Text: Begin

Date of Report (Date of earliest event reported): June 28, 2023
 

 
ATI PHYSICAL THERAPY, INC.
(Exact name of registrant as specified in its charter)
 


 Delaware
  001-39439
  85-1408039
 (State or other jurisdiction of incorporation)
 (Commission File Number)
 (IRS Employer Identification No.)

 790 Remington Boulevard
   
     
  Bolingbrook, Illinois
 
 60440
 (Address of principal executive offices)
 
 (Zip Code)

(630) 296-2223
(Registrant’s telephone number, including area code)
 

 
Check the appropriate box below if the Form 8-K filing is intended to simultaneously satisfy the filing obligation of the registrant under any of the following provisions:


Written communications pursuant to Rule 425 under the Securities Act (17 CFR 230.425)


Soliciting material pursuant to Rule 14a-12 under the Exchange Act (17 CFR 240.14a-12)


Pre-commencement communications pursuant to Rule 14d-2(b) under the Exchange Act (17 CFR 240.14d-2(b))


Pre-commencement communications pursuant to Rule 13e-4(c) under the Exchange Act (17 CFR 240.13e-4(c))

Securities registered pursuant to Section 12(b) of the Act:

 Title of Each Class
 
Trading
Symbol 
 
Name of Each Exchange
on Which Registered 
         
Class A Common Stock, $0.0001 par value
 
ATIP
 
New York Stock Exchange
Redeemable Warrants, each whole warrant exercisable for one share of Class A Common Stock at an exercise price of $11.50 per share
 
ATIP WS
 
OTC Market
  
Indicate by check mark whether the registrant is an emerging growth company as defined in Rule 405 of the Securities Act of 1933 (§ 230.405 of this chapter) or Rule 12b-2 of the Securities Exchange Act of 1934 (§ 240.12b-2 of this chapter).

Text: End
Information supplied: Begin

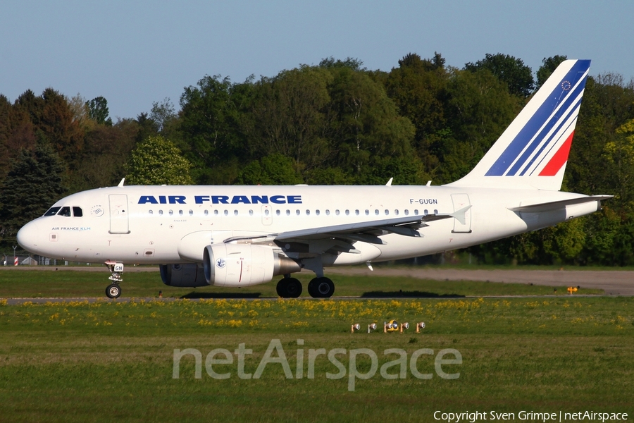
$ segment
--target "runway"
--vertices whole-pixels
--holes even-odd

Information supplied: End

__Tasks__
1: Reproduce everything in the ATI Physical Therapy filing from "Written communications pursuant" down to "(17 CFR 240.14a-12)".
2: According to the ATI Physical Therapy filing, on which exchange is the Class A Common Stock registered?
Draw only on the ATI Physical Therapy filing, not the listing.

__Exercise responses__
1:
Written communications pursuant to Rule 425 under the Securities Act (17 CFR 230.425)


Soliciting material pursuant to Rule 14a-12 under the Exchange Act (17 CFR 240.14a-12)

2: The New York Stock Exchange.